Conventions¶

This page documents the naming conventions, tagging rules, code style, PR workflow, and testing standards used across the Gnosis Analytics platform. Following these conventions ensures consistency and enables the metadata-driven architecture to function correctly.

Naming Conventions¶

Model Names¶

All dbt model names use snake_case and follow a structured pattern:

{layer}_{module}_{entity}_{granularity}

Component	Convention	Examples
Layer prefix	Required, one of `stg_`, `int_`, `fct_`, `api_`	`stg_`, `int_`, `fct_`, `api_`
Module	Required, lowercase module name	`execution`, `consensus`, `p2p`, `bridges`
Entity	Required, descriptive noun(s)	`blocks`, `validators`, `token_transfers`
Granularity	Optional, time aggregation	`daily`, `weekly`, `monthly`

Staging models use a double underscore to separate source from table:

stg_{source}__{table}

Examples: stg_execution__blocks, stg_consensus__attestations, stg_p2p__visits

File Names¶

SQL model files match their model name exactly:

int_execution_blocks_clients_version_daily.sql
api_consensus_blob_commitments_daily.sql
stg_execution__blocks.sql

Column Names¶

All column names use snake_case:

Convention	Example	Avoid
Lowercase snake_case	`block_number`	`blockNumber`, `BlockNumber`
Descriptive names	`total_gas_used`	`tgu`, `gas`
Date columns named `date`	`date`	`dt`, `day`, `timestamp` (for daily aggregations)
Boolean prefixes: `is_`, `has_`	`is_active`, `has_blobs`	`active`, `blobs_exist`
Count suffixes: `_count`	`transaction_count`	`num_transactions`, `txns`
Metric naming: specific	`avg_gas_price`	`gas_price` (ambiguous -- avg? max? latest?)

Database and Schema Names¶

Component	Convention	Examples
Database names	`snake_case`	`execution`, `consensus`, `crawlers_data`
Table names	Match model name	`int_execution_blocks_clients_version_daily`
No prefixes on raw tables	Source tables as-is	`blocks`, `transactions`, `visits`

Tags¶

Tags control API endpoint generation, access tiers, URL routing, and selective dbt runs.

Required Tags for API Models¶

Every API-facing model must have these tags:

Tag	Purpose	Format
`production`	Marks model for API exposure	Literal string
Category	URL prefix and Swagger group	Lowercase: `consensus`, `execution`, `bridges`, `p2p`, `esg`, `contracts`, `financial`
`api:{name}`	Resource name in URL path	Lowercase with underscores: `api:blob_commitments`, `api:token_balances`

Optional Tags¶

Tag	Purpose	Format	Default
`tier0` - `tier3`	Access control level	Literal: `tier0`, `tier1`, `tier2`, `tier3`	`tier0`
`granularity:{period}`	URL suffix for time dimension	`granularity:daily`, `granularity:latest`, `granularity:weekly`	No suffix

Tag Ordering¶

While tag order does not affect functionality, maintain a consistent ordering for readability:

tags=[
    'production',           -- 1. Production flag
    'consensus',            -- 2. Category
    'tier1',                -- 3. Access tier
    'api:blob_commitments', -- 4. Resource name
    'granularity:daily'     -- 5. Granularity
]

Tags for Non-API Models¶

Intermediate and staging models do not need production or api:* tags. Use the module name as a tag for selective runs:

-- Intermediate model
{{ config(
    materialized='incremental',
    tags=['consensus']
) }}

System Tags (Filtered from URL)¶

These tags are silently ignored when constructing API URLs and Swagger groupings:

production, view, table, incremental, staging, intermediate

Code Style¶

SQL Formatting¶

Follow these SQL formatting rules for consistency across the dbt project:

Keywords: Use uppercase SQL keywords.

::::

◆ Task goal: The conventions page says tag order does not affect functionality. Why does it still call for a fixed tag order, and what is that order?

◆ Given material:
::::

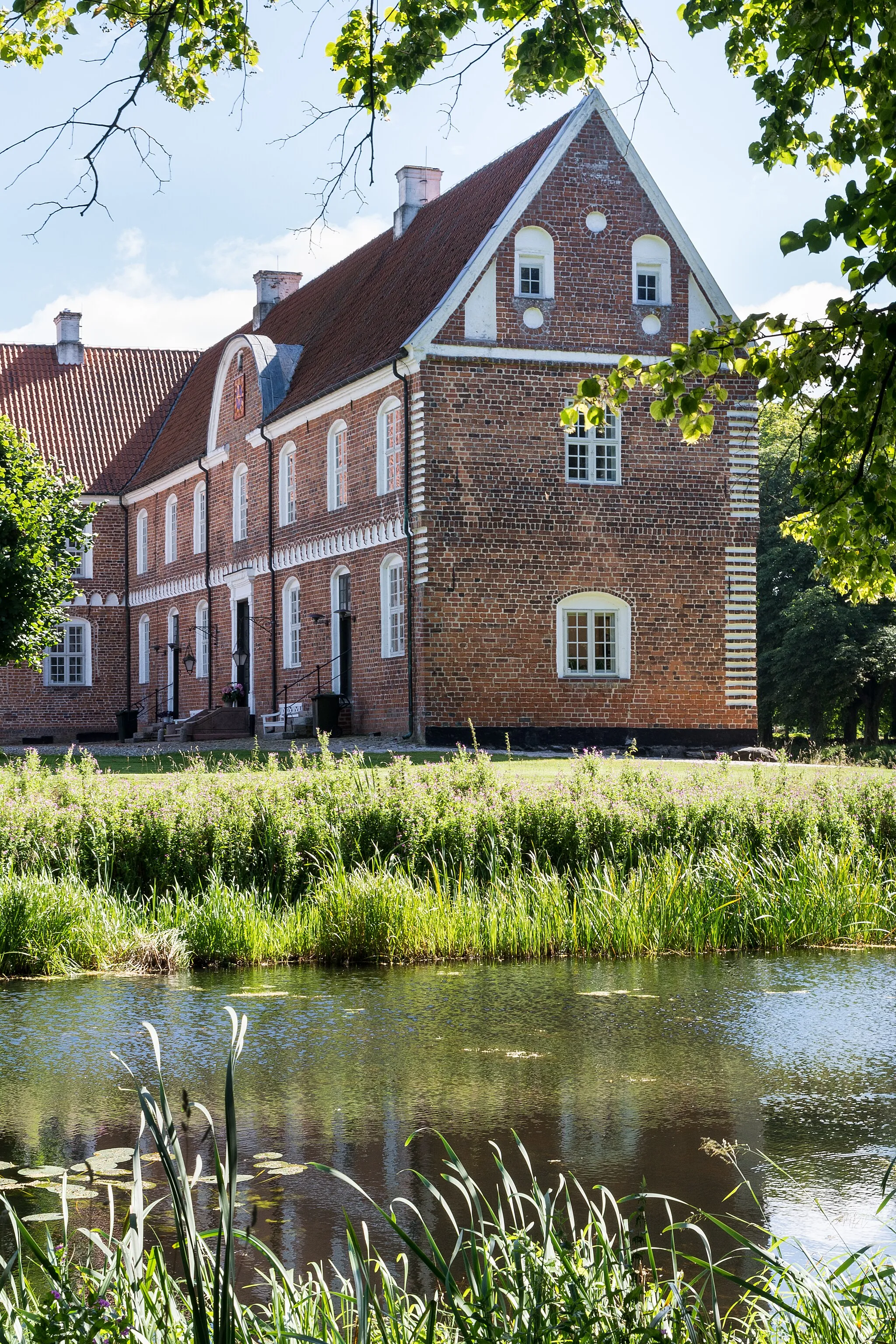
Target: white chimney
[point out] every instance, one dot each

::::

◆ Task result: The fixed order is for readability. Tag order has no effect on how models work, so the page asks for consistency only to make tags easier to read. The order is the production flag, then the category, the access tier, the resource name (`api:{name}`), and finally the granularity.